TASKS:
A. Answer these questions using the post on DIC and its comment, one answer per line:
(i) According to the quoted abstract, when is the approximation given by DIC valid?
(ii) How long has DIC been around, according to the first comment?
(iii) Whose justification of AIC does the first comment say was almost perfectly reconstructed?
B. From the post on DIC, pull out the passage from "The deviance information" to "understanding of it.", copying it word for word.

I’ve long thought of DIC, like AIC, as being a theory-assisted estimate of out-of-sample predictive error. But I’ve always been stuck on the details, maybe because I’ve never really used either measure in any applied problem.

While writing this blog I came across an article by Martyn Plummer that gives a sense of the current thinking on DIC and its strengths and limitations. Plummer’s paper begins:

The deviance information criterion (DIC) is widely used for Bayesian model comparison, despite the lack of a clear theoretical foundation. DIC is shown to be an approximation to a penalized loss function based on the deviance, with a penalty derived from a cross-validation argument. This approximation is valid only when the effective number of parameters in the model is much smaller than the number of independent observations. In disease mapping, a typical application of DIC, this assumption does not hold and DIC under-penalizes more complex models. Another deviance-based loss function, derived from the same decision-theoretic framework, is applied to mixture models, which have previously been considered an unsuitable application for DIC.

Again, I’m not trying knock DIC, I’m just trying to express my current understanding of it.

P.S. More here.

3 thoughts on “Deviance, DIC, AIC, cross-validation, etc

  1. Thanks for highlighting my paper. DIC has been around for 10 years now and despite being immensely popular with applied statisticians it has generated very little theoretical interest. In fact, the silence has been deafening. I hope my paper added some clarity.

    As you say, DIC is (an approximation to) a theoretical out-of-sample predictive error. When I finished the paper I was a little embarrassed to see that I had almost perfectly reconstructed the justification of AIC as approximate cross-validation measure by Stone (1977), with a Bayesian spin of course.

SOURCE MATERIAL:
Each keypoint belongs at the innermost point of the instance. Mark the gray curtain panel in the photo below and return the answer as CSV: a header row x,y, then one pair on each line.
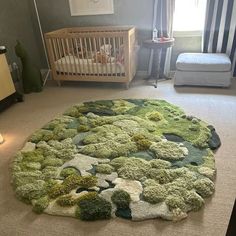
x,y
163,21
220,29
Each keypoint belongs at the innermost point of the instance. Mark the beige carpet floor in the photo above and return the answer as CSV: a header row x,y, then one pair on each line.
x,y
216,106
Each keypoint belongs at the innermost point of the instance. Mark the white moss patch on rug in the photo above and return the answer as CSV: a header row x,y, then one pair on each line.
x,y
136,159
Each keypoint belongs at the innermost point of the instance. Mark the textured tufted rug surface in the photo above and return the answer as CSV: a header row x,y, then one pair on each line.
x,y
135,158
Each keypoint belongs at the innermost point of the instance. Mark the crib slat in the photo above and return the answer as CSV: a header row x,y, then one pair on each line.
x,y
69,60
61,56
115,54
78,56
104,43
73,54
82,54
65,56
99,45
86,51
56,54
111,69
119,44
91,54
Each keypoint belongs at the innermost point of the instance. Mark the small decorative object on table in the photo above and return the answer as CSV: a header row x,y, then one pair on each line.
x,y
157,45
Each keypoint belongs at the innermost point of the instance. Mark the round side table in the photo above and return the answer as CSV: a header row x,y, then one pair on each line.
x,y
157,47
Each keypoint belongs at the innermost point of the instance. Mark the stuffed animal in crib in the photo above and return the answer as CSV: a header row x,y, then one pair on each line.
x,y
120,58
104,55
106,49
101,57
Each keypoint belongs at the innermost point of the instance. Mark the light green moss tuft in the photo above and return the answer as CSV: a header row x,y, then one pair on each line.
x,y
86,196
66,200
52,162
163,176
134,168
174,202
68,171
34,190
72,182
104,168
40,205
141,141
41,135
155,116
34,156
194,201
121,198
94,209
160,164
169,150
83,128
154,194
23,178
118,162
205,187
30,166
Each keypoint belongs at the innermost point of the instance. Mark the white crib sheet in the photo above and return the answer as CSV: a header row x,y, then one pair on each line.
x,y
74,65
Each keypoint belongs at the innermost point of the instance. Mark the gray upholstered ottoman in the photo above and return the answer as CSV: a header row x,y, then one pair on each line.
x,y
203,69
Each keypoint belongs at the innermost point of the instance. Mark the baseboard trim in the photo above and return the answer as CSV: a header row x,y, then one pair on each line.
x,y
142,73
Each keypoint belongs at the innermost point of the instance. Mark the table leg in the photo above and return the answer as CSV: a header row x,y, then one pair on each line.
x,y
156,65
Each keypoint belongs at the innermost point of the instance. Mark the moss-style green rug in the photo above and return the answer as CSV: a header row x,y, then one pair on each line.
x,y
136,159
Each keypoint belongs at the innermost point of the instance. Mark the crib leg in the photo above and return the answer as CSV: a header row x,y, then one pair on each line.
x,y
58,83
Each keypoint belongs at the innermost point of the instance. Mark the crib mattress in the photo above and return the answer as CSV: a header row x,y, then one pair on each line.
x,y
74,65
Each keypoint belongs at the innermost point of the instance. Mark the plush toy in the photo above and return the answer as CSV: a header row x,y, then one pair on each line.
x,y
100,57
31,76
106,49
121,55
104,55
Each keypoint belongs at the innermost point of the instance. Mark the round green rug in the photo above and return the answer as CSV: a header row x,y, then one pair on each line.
x,y
135,158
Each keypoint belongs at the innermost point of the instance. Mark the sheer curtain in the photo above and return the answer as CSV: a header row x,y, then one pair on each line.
x,y
163,20
220,29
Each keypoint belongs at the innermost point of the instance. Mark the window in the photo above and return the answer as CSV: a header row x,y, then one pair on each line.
x,y
189,17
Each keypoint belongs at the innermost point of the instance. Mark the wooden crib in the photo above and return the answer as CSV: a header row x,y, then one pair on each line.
x,y
101,54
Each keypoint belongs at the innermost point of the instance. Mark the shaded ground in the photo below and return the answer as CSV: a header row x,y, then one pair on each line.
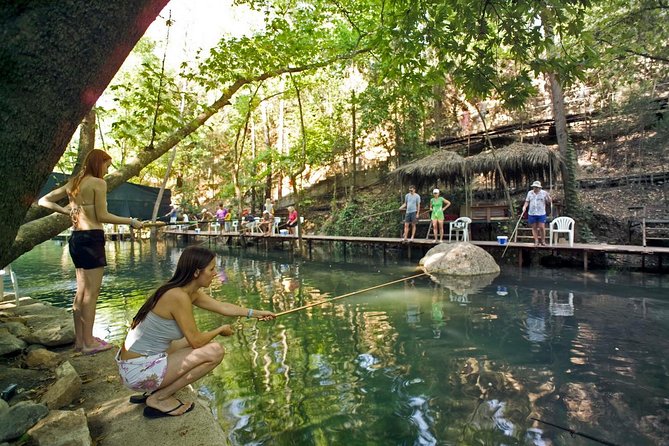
x,y
115,422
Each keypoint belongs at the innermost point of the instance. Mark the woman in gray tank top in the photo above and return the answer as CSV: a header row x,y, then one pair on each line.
x,y
164,350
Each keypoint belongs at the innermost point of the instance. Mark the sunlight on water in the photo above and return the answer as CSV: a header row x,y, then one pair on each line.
x,y
418,362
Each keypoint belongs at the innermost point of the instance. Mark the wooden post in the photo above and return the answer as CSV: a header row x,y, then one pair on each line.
x,y
585,260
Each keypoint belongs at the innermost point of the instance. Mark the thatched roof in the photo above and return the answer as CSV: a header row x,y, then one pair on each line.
x,y
444,165
521,164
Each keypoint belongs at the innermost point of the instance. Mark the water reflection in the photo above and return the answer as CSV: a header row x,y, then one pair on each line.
x,y
423,362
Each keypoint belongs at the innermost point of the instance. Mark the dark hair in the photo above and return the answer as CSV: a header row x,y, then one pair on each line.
x,y
193,258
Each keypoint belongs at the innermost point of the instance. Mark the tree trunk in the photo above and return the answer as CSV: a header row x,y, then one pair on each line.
x,y
57,58
568,166
29,147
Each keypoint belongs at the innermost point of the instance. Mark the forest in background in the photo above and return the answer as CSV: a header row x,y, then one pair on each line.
x,y
327,88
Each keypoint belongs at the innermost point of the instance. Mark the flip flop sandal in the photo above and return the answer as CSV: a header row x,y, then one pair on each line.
x,y
139,399
152,412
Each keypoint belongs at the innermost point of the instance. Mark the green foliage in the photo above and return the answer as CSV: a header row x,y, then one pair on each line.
x,y
376,216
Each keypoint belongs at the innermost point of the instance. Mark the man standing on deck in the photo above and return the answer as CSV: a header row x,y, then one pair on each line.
x,y
412,206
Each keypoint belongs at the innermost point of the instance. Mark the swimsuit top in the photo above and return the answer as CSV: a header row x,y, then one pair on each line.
x,y
153,335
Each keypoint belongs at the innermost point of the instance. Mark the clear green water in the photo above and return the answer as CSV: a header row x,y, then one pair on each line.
x,y
414,363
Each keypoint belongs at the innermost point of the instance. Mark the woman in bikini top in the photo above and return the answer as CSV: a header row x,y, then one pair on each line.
x,y
87,194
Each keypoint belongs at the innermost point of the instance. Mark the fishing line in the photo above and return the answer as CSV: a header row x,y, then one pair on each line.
x,y
348,294
512,234
573,432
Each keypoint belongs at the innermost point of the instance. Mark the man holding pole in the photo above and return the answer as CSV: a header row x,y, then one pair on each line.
x,y
412,206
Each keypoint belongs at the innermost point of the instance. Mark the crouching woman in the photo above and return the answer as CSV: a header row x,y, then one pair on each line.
x,y
164,351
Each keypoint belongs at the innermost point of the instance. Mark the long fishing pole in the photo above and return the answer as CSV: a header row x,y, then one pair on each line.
x,y
512,234
573,432
347,295
379,213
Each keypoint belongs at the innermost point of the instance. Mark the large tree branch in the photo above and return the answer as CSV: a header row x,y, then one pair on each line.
x,y
42,229
57,58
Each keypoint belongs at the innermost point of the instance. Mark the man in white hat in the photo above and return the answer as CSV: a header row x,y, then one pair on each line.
x,y
412,206
537,200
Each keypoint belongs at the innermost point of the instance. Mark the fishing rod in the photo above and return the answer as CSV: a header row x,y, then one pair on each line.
x,y
348,294
512,234
379,213
573,432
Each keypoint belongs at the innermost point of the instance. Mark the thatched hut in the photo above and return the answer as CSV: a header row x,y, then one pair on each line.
x,y
446,166
520,163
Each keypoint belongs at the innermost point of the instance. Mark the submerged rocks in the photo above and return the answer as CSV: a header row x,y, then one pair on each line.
x,y
47,325
459,259
17,419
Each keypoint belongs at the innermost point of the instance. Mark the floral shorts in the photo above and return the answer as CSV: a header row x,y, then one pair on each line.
x,y
145,373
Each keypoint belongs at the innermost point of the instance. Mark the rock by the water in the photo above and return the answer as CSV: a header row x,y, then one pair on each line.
x,y
459,259
41,358
65,390
19,418
48,325
62,428
10,344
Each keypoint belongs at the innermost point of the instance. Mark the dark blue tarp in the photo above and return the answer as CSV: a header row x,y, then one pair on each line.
x,y
127,200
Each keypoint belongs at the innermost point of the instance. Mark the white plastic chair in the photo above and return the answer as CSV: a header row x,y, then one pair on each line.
x,y
255,226
459,227
562,225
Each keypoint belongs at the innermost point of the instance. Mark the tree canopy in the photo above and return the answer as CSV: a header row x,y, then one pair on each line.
x,y
322,88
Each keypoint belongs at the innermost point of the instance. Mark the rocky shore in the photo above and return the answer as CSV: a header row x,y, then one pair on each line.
x,y
55,396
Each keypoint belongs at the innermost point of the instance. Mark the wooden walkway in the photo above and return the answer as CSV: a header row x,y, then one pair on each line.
x,y
584,249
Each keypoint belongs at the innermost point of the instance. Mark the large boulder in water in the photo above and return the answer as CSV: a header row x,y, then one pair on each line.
x,y
459,259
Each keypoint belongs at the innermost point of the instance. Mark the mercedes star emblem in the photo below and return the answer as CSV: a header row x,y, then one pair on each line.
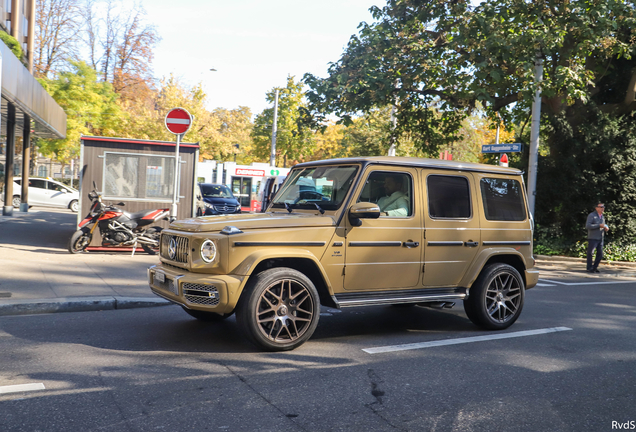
x,y
172,249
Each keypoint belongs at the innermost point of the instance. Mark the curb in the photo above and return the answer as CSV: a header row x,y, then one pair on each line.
x,y
76,304
555,258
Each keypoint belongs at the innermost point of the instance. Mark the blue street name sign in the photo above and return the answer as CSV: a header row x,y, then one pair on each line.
x,y
502,148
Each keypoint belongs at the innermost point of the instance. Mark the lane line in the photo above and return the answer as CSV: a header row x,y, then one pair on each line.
x,y
445,342
21,387
588,283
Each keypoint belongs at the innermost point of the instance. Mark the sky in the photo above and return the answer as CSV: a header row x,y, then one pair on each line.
x,y
253,44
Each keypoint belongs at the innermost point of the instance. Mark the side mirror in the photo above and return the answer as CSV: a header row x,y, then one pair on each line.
x,y
363,210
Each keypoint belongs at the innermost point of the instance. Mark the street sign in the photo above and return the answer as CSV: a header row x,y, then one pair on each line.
x,y
501,148
178,121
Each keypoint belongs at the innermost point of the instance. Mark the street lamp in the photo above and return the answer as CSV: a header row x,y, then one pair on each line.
x,y
237,147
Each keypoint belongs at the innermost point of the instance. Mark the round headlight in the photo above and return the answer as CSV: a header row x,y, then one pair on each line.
x,y
208,251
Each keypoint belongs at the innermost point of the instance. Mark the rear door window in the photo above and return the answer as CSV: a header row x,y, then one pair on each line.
x,y
503,199
448,197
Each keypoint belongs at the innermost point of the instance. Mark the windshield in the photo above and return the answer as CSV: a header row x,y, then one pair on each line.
x,y
216,191
326,186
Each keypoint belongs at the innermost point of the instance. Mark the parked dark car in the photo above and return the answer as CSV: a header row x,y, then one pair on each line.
x,y
216,199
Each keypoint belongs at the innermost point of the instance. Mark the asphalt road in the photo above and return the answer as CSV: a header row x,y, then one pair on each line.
x,y
159,369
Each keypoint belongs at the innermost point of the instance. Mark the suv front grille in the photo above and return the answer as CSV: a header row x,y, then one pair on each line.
x,y
175,248
200,294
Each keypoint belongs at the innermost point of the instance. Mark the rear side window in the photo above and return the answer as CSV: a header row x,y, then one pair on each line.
x,y
503,199
448,197
38,183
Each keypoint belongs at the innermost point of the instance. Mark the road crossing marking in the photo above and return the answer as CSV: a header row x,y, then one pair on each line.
x,y
444,342
21,387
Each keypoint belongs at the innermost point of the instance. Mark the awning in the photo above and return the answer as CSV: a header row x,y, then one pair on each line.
x,y
21,89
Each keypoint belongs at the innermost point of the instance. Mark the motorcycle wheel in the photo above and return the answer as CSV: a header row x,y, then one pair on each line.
x,y
79,241
154,233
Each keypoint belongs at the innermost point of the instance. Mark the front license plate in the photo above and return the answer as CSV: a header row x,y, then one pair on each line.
x,y
160,277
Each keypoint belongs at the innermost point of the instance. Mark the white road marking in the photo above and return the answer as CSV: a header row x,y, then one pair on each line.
x,y
405,347
588,283
21,387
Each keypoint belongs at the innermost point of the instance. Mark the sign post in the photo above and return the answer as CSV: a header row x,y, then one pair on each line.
x,y
178,121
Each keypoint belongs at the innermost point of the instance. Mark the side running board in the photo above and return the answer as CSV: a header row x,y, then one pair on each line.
x,y
374,298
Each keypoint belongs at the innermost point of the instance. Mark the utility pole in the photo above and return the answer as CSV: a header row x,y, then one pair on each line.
x,y
533,162
272,156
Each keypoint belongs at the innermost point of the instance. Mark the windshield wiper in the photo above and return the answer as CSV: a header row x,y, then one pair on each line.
x,y
319,208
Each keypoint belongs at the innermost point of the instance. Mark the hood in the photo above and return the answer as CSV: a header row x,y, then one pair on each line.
x,y
246,221
221,201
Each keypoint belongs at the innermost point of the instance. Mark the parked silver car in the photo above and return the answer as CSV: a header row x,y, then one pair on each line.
x,y
48,193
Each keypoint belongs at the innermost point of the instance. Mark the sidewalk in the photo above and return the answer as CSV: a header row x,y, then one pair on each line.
x,y
39,275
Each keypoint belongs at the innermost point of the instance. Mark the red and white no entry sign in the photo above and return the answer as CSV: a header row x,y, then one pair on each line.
x,y
178,121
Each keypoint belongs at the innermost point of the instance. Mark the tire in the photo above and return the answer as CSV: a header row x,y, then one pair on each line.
x,y
206,316
73,206
153,232
279,309
496,298
79,241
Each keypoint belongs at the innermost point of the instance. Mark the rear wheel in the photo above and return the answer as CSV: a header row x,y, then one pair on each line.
x,y
79,241
153,233
279,309
74,206
206,316
496,299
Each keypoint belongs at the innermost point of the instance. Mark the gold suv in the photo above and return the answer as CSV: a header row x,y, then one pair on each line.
x,y
357,232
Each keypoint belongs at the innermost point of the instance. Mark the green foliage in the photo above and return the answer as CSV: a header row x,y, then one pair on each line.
x,y
594,161
90,107
438,60
12,43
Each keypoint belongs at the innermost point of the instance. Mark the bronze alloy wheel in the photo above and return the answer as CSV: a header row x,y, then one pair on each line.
x,y
503,297
280,309
285,310
496,298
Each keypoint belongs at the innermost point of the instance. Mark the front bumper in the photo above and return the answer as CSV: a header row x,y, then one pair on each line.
x,y
212,293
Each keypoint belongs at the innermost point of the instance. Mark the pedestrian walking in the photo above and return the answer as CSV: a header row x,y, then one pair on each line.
x,y
596,229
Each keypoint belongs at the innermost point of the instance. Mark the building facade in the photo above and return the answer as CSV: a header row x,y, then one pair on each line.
x,y
27,110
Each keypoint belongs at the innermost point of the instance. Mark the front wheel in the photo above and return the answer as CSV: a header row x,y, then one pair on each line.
x,y
279,309
153,233
496,298
79,241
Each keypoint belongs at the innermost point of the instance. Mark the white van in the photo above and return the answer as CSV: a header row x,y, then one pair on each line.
x,y
48,193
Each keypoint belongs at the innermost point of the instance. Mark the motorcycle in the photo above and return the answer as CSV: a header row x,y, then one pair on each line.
x,y
118,227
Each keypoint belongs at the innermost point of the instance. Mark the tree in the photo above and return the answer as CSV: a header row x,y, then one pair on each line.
x,y
90,107
57,27
293,137
451,56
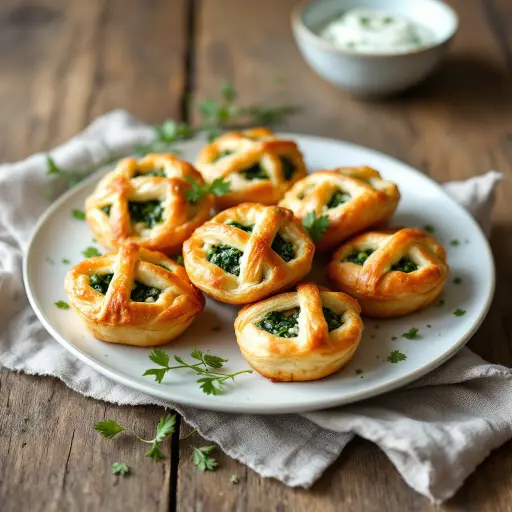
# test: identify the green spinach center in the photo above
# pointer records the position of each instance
(338, 198)
(405, 265)
(226, 257)
(359, 257)
(148, 212)
(143, 293)
(100, 282)
(255, 172)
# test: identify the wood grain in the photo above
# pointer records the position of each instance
(63, 63)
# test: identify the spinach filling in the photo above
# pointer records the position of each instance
(225, 257)
(333, 319)
(283, 248)
(106, 209)
(148, 212)
(159, 173)
(255, 172)
(338, 198)
(359, 257)
(286, 324)
(405, 265)
(222, 154)
(100, 282)
(281, 324)
(288, 167)
(142, 292)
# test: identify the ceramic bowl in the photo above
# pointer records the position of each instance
(374, 74)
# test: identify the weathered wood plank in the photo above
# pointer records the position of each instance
(455, 125)
(63, 63)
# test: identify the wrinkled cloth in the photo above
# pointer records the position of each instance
(435, 431)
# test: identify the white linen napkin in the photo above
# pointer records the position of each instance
(435, 431)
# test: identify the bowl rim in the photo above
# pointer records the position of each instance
(299, 25)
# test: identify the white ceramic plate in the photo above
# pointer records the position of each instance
(58, 236)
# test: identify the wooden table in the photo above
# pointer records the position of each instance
(65, 62)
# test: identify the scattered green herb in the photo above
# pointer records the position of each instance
(78, 214)
(119, 468)
(412, 334)
(211, 382)
(218, 187)
(396, 356)
(91, 252)
(226, 257)
(316, 227)
(203, 461)
(62, 305)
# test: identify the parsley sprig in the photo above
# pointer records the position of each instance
(211, 382)
(316, 226)
(218, 187)
(110, 429)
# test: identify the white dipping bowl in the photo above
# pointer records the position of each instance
(372, 74)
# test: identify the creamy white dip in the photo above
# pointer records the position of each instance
(372, 31)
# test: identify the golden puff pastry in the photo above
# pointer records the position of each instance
(144, 202)
(299, 336)
(260, 166)
(391, 273)
(248, 252)
(133, 296)
(353, 199)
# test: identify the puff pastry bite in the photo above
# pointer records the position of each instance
(391, 273)
(302, 335)
(133, 296)
(353, 198)
(144, 202)
(260, 166)
(248, 252)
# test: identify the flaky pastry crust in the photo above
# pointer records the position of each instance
(127, 184)
(114, 317)
(381, 291)
(247, 149)
(315, 352)
(262, 271)
(369, 201)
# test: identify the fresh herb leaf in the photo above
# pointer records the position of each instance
(211, 382)
(79, 214)
(411, 334)
(61, 304)
(218, 187)
(203, 461)
(316, 227)
(119, 468)
(108, 428)
(90, 252)
(396, 356)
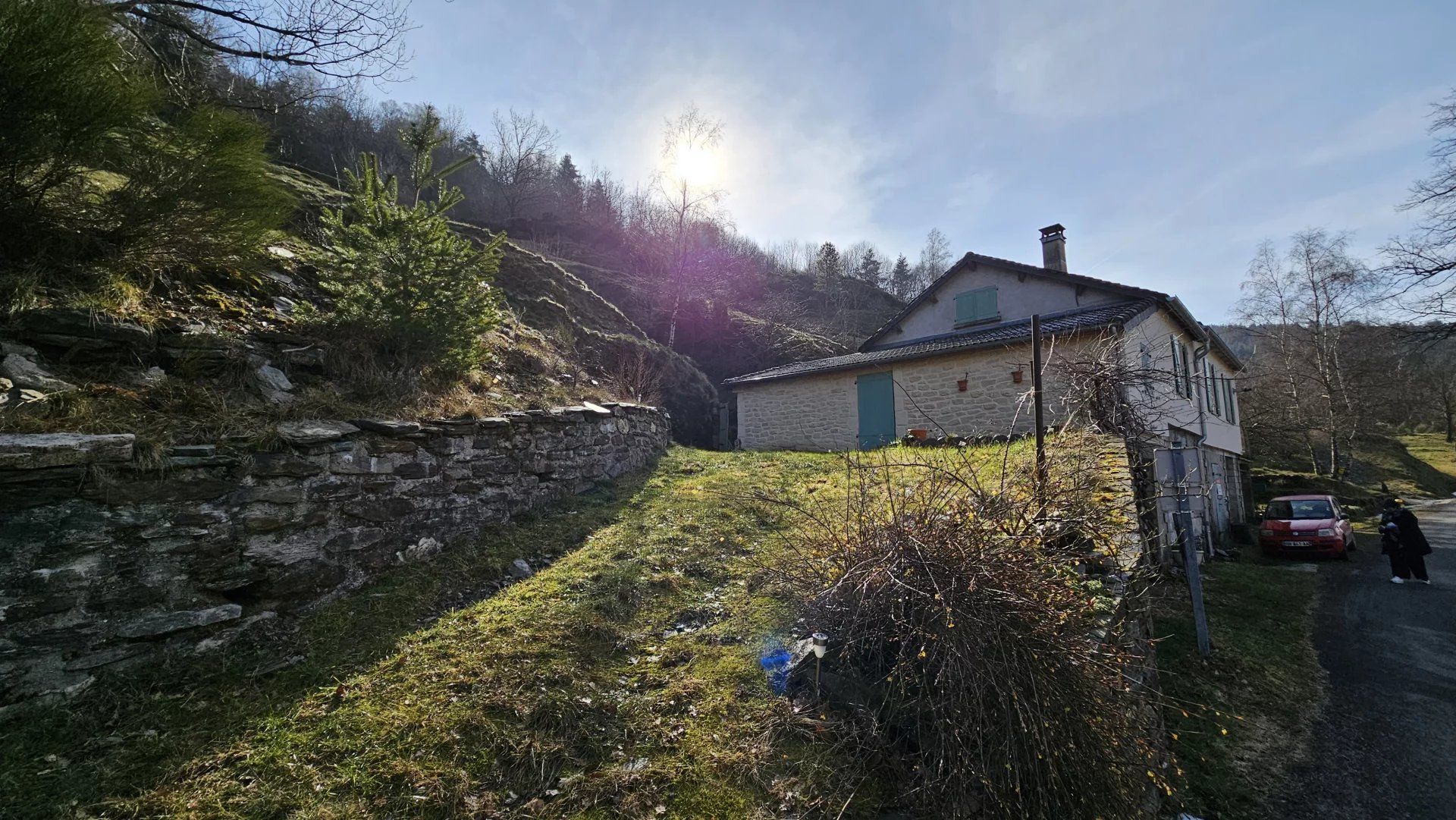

TASK-BY-TASK OUTPUTS:
A.
(i) Only when the effective number of parameters in the model is much smaller than the number of independent observations.
(ii) 10 years.
(iii) Stone (1977).

B.
The deviance information criterion (DIC) is widely used for Bayesian model comparison, despite the lack of a clear theoretical foundation. DIC is shown to be an approximation to a penalized loss function based on the deviance, with a penalty derived from a cross-validation argument. This approximation is valid only when the effective number of parameters in the model is much smaller than the number of independent observations. In disease mapping, a typical application of DIC, this assumption does not hold and DIC under-penalizes more complex models. Another deviance-based loss function, derived from the same decision-theoretic framework, is applied to mixture models, which have previously been considered an unsuitable application for DIC.

Again, I’m not trying knock DIC, I’m just trying to express my current understanding of it.